|Posted by Rob Smales on June 19, 2017 at 8:55 PM|
Hey, happy June! Thanks for stopping by.
They say things come in threes. They also say three’s company, third time’s the charm, and go on three! I think I’ve said all those things, but the one that applies today is that things come in threes: specifically, surprises.
There’s a local dark fiction-focused public reading that happens every couple of months, at Koto Japanese bar and grill in Salem MA. It’s called Wyrd, and I tend to go sit in the audience even if I’m not going to read; it’s good to get out and see some of my peers once in a while.
At about 11:30 pm a couple of Tuesdays ago, my Facebook Messenger dinged. Loudly. I was practically lying on the phone, so it actually scared the shit out of me. It was Curtis, the man behind the Wyrd, saying he’d had a cancellation about a day and a half before the event, and asking if I could fill in.
Could I? Sure! I broke out my stopwatch and got together a reading that would fit the slot, went to Wyrd and had a great time. I even sold a few books! So that was surprise number one; a good surprise: I got to go hang with some of my writerly peeps, and we all had a good time.
Moving on. The Storyside (a writers’ collaborative I’ve worked with for three years now) had an appearance scheduled for this past Saturday: we were slated to give a panel discussion to a bunch of library patrons about being in a writers’ collaborative, and what we were doing to try to make a success of it. It was even going to be taped for local television! The appearance had been scheduled for about a year and a half, which was plenty of notice to prepare, but here’s the thing: I work for the postal service, and over the years they’ve gotten a little wyrd . . . excuse me, weird about giving time off. Though the event had been scheduled for eighteen months, I could only put in for the day off forty-five days in advance, and even then there was no way to force some hustle on the answer. Sadly, I’d told the rest of The Storyside to simply assume I wouldn’t be there and plan accordingly—which they did. I acted brave when they could see me, saved my sad face when they couldn’t, and planned to just watch the thing when it hit the local network.
Then, one week before the event, my slip came back approved. I could go! So I did, and that was surprise number two: I got to hang with some of my writerly peeps, and we all had a good time. On television. Manly squee (Is there such a thing? Is there really?)!
Moving on. Again. As I believe I’ve mentioned before, I write a monthly column over at Cinema Knife Fight, called Monster Movie Madness. Just last night I sent in my column for Tuesday. Sadly, it was the last one I had. I try to have one or two in the works at all times—maybe not finished, but with the bulk of the work done, so that if I forget and am in the middle of something big the next time a column is due, I’m not caught completely flat-footed.

___

--- TASK INSTRUCTIONS ---
a: Give again the part of the blog post about surprises coming in threes, from "There’s a local" to "could fill in.".
b: Write what comes next in the blog post about surprises coming in threes, picking up right after its final sentence.

___

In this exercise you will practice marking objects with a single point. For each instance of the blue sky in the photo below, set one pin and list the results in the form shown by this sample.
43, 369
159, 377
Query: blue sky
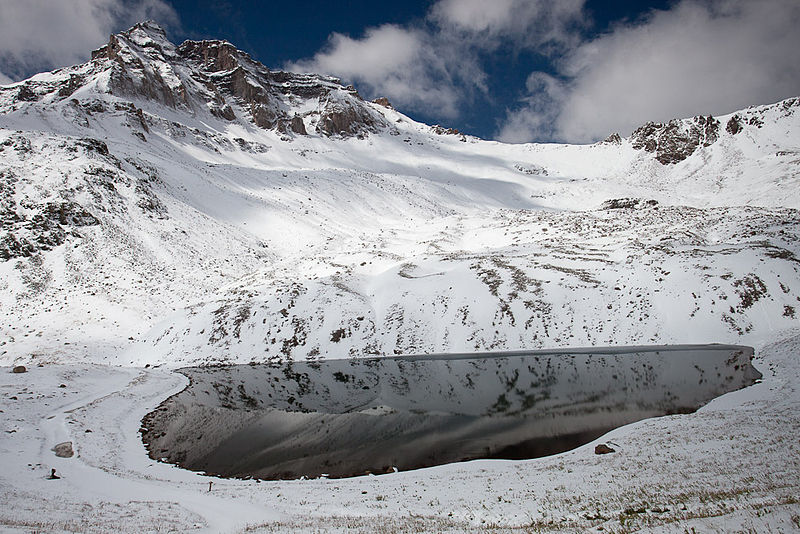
515, 70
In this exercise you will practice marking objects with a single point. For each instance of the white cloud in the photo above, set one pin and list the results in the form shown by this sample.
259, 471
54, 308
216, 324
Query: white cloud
407, 65
43, 34
436, 66
524, 23
700, 57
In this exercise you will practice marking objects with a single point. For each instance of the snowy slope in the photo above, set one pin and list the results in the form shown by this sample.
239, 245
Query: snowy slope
164, 204
173, 205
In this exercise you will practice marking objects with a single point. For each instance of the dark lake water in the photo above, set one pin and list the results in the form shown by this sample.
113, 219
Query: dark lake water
342, 418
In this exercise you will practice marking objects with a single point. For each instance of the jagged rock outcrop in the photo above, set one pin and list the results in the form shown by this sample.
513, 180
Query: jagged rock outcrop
206, 77
676, 140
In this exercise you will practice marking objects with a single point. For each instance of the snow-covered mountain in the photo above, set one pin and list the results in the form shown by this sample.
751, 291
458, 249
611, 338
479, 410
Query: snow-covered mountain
184, 204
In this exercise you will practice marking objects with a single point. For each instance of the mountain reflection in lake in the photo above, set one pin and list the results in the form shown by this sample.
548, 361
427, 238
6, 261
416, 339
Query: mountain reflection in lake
349, 417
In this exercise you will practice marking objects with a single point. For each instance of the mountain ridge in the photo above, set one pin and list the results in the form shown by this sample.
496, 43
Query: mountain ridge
145, 223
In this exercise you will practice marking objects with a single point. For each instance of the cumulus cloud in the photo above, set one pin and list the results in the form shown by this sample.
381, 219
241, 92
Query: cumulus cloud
524, 23
407, 65
38, 35
700, 57
435, 66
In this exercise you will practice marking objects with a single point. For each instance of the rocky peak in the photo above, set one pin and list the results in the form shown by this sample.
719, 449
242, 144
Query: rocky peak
676, 140
210, 77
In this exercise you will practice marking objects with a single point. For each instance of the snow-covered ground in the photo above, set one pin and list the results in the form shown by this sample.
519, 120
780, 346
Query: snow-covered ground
164, 211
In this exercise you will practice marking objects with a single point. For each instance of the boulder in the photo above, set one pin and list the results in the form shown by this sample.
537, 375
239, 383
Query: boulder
603, 449
64, 450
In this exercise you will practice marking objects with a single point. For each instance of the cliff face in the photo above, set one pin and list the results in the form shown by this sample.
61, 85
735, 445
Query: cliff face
677, 139
210, 77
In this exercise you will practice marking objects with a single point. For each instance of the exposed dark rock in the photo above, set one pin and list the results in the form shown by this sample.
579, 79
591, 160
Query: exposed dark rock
734, 125
74, 83
93, 145
69, 214
343, 118
603, 449
383, 101
439, 130
628, 203
676, 140
225, 112
297, 125
64, 450
25, 94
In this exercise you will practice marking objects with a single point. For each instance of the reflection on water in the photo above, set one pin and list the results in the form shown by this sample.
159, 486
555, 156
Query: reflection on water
349, 417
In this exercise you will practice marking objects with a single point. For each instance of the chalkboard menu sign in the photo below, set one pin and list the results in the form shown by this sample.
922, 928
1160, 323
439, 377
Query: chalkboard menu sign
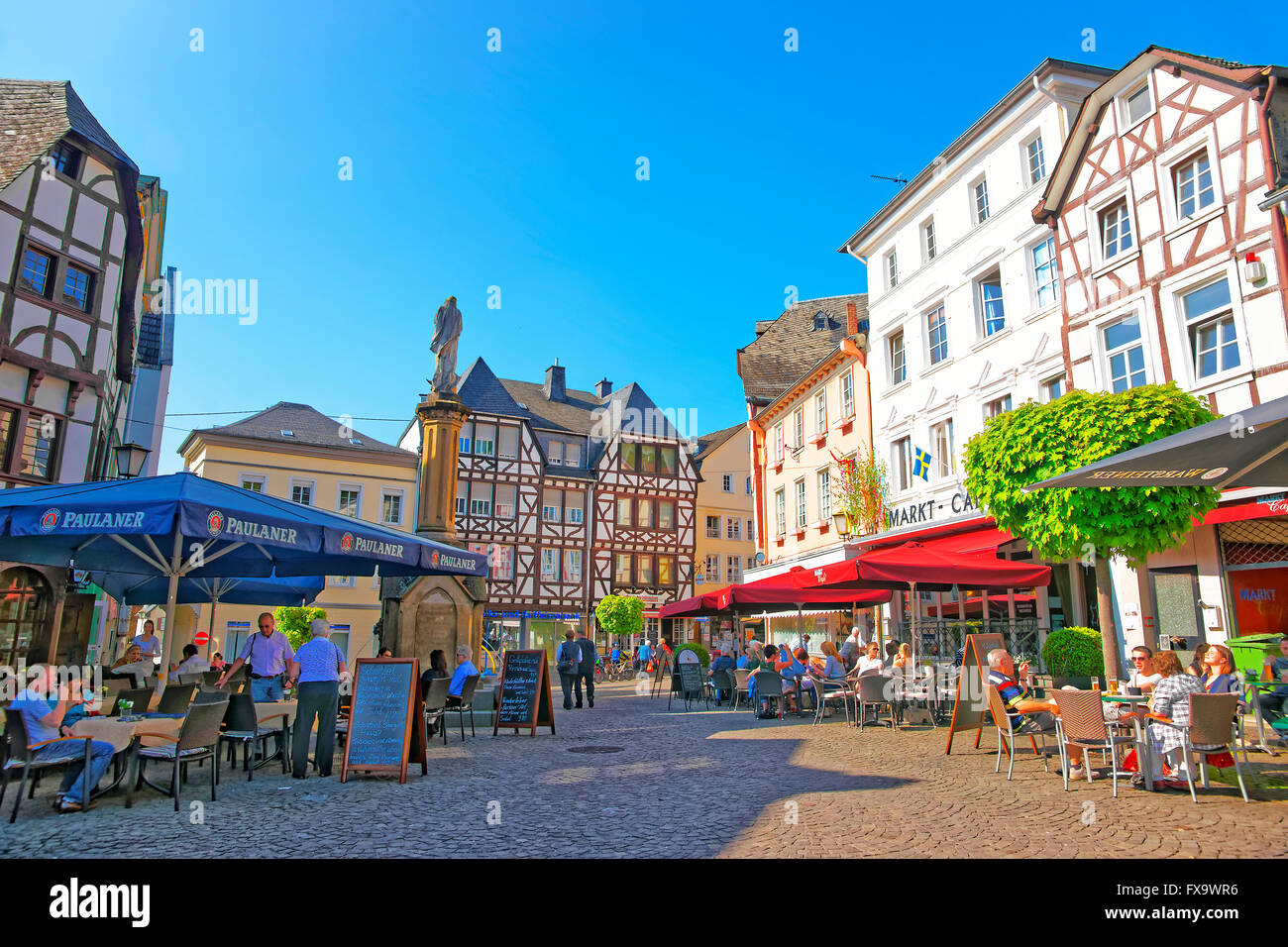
691, 680
524, 701
386, 720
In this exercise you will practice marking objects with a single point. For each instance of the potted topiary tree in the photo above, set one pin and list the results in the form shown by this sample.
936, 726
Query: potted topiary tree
1074, 656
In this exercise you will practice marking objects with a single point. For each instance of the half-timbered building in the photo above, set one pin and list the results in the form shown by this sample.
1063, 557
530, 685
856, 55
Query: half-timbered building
1173, 268
574, 495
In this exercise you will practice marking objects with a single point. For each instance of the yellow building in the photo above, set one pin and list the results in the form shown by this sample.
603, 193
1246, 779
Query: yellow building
297, 454
725, 538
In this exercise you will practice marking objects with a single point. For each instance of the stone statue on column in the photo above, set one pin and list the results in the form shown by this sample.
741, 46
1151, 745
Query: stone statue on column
447, 333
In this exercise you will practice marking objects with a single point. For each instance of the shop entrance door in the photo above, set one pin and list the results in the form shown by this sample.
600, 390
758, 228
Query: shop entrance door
1176, 605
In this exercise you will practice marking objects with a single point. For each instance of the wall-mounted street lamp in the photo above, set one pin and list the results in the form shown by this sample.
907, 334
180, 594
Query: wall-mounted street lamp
130, 459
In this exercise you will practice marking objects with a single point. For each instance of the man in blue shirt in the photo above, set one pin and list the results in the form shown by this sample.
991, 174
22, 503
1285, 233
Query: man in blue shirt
268, 655
43, 716
464, 669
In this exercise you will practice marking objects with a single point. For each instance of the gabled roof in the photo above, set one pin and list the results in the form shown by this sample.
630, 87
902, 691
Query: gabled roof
790, 346
34, 116
308, 427
708, 444
1078, 72
1087, 120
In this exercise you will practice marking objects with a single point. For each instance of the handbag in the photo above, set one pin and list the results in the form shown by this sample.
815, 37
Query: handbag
565, 664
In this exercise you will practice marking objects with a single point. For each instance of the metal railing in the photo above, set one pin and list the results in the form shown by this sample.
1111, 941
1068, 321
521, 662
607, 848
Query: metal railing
940, 638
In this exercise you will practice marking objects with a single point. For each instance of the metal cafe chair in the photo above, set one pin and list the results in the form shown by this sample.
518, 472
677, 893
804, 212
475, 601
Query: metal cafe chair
465, 706
436, 699
197, 740
22, 754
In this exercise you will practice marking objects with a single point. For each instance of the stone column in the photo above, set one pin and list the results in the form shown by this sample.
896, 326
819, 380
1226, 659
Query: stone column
441, 420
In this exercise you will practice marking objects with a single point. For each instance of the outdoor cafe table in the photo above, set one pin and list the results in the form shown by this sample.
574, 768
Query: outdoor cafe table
1137, 703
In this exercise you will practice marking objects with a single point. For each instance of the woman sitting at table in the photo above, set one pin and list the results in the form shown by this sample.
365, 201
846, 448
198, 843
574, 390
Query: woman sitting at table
1171, 699
1198, 664
1220, 677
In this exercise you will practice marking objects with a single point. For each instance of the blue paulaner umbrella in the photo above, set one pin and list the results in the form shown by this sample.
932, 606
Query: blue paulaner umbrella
183, 526
136, 590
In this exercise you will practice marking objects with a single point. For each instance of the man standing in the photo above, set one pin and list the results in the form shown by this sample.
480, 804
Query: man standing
43, 705
587, 669
268, 655
150, 646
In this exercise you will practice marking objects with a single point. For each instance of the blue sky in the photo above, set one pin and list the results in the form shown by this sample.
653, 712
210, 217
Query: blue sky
518, 169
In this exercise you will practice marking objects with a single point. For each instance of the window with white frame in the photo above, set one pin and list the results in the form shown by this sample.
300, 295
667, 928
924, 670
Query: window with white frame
979, 192
1194, 189
988, 302
1035, 159
552, 506
1125, 354
898, 360
575, 506
945, 459
712, 567
999, 406
572, 566
936, 335
1044, 277
301, 492
390, 506
901, 464
1052, 388
1115, 230
1210, 320
481, 499
1134, 103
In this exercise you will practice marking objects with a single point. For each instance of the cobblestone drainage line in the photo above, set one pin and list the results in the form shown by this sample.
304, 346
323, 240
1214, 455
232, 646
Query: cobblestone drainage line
595, 749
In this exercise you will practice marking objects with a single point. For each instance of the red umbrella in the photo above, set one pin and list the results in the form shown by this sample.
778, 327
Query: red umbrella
914, 565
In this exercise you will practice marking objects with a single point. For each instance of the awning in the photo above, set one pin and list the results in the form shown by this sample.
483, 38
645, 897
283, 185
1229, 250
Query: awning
927, 569
1244, 510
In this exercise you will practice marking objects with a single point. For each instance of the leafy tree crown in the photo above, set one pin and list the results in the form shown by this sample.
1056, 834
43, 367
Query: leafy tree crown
1034, 442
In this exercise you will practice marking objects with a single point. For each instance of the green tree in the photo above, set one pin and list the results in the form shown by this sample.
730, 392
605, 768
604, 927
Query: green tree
294, 621
1034, 442
621, 616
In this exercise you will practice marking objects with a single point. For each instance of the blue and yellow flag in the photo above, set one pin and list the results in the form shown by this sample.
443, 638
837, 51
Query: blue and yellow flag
919, 464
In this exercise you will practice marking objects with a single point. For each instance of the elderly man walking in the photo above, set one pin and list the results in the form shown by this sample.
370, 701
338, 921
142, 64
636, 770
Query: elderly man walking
268, 655
318, 667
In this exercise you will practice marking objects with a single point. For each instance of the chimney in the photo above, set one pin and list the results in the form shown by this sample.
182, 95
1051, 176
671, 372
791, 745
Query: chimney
554, 382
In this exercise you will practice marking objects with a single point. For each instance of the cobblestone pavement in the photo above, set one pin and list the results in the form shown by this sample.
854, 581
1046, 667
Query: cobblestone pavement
706, 784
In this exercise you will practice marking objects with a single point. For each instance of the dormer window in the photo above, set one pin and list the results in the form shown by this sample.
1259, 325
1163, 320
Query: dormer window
64, 158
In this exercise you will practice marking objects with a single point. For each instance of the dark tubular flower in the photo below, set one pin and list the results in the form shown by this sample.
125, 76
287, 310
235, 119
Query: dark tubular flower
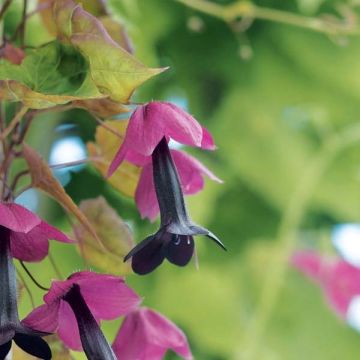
10, 326
93, 340
174, 240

___

--- ANSWER SET ---
a:
There’s a local dark fiction-focused public reading that happens every couple of months, at Koto Japanese bar and grill in Salem MA. It’s called Wyrd, and I tend to go sit in the audience even if I’m not going to read; it’s good to get out and see some of my peers once in a while.
At about 11:30 pm a couple of Tuesdays ago, my Facebook Messenger dinged. Loudly. I was practically lying on the phone, so it actually scared the shit out of me. It was Curtis, the man behind the Wyrd, saying he’d had a cancellation about a day and a half before the event, and asking if I could fill in.

b:
Knowing my little buffer bank was empty, I sat down while I was over at my son’s house last night to watch a movie to review, making notes as the plot progressed. I’m not going to tell you what film it was (you’ll have to read my column to find out! Muhahahahahaaa . . . ), but quite a few of my notes concerned the way the film was shot: the whole thing was very dark and shadowy—it was a ghost story, I’ll tell you that much—and they seemed to be trying to set a spooky tone. But for Christ’s sake, this was a film I’d heard some good things about, and there were scenes that were so dark I couldn’t see what was going on. I rewatched several scenes, sometimes multiple times, just to try to figure out what the hell was happening. It was a ninety-minute movie I’d been watching for almost two hours, and I still had about a half hour to go when it was time to give my son’s girlfriend a ride home and head for home myself.
I dashed to my room when I got home, notes in hand, determined to power through that last 30 minutes in 30 minutes, and get this damned nightmare of wondering what the hell is going on? over with. I’d even stopped the film in the middle of one of those dark scenes, where I couldn’t see anyone’s faces, and sure it was spooky, but it was also annoying as hell. I powered up the TV, logged into NetFlix, scrolled to the correct film, clicked Resume, watched as that annoyingly black scene began rolling across the screen and . . . could see the whole scene, clear as day.
I rewound a bit, hit Play. There was the same conversation I’d been listening to before I’d had to stop, but rather than squinting at the screen and cursing, I could now see everything quite well. I backed up to another one of those dark scenes, then another, and could see everything quite well: backgrounds I hadn’t known were there, on-screen actions I’d not seen before—it looks like a completely different film. A well shot, well-lighted film.
It occurred to me, as I was throwing the angry I can’t see a #@$%ing thing! notes away, that the last one to use the television over at my son’s house was my son. Might he not have fiddled with the brightness for some reason? It wouldn’t even have to be a good reason; he’s fourteen, and if I ask him why, he’ll most likely shrug and say I dunno.
So I have to watch that film again, hopefully tonight, if I can fit it in, and that was my third surprise: I wasted two hours of my life—was actually pretty annoyed for two hours of my life—because I dunno.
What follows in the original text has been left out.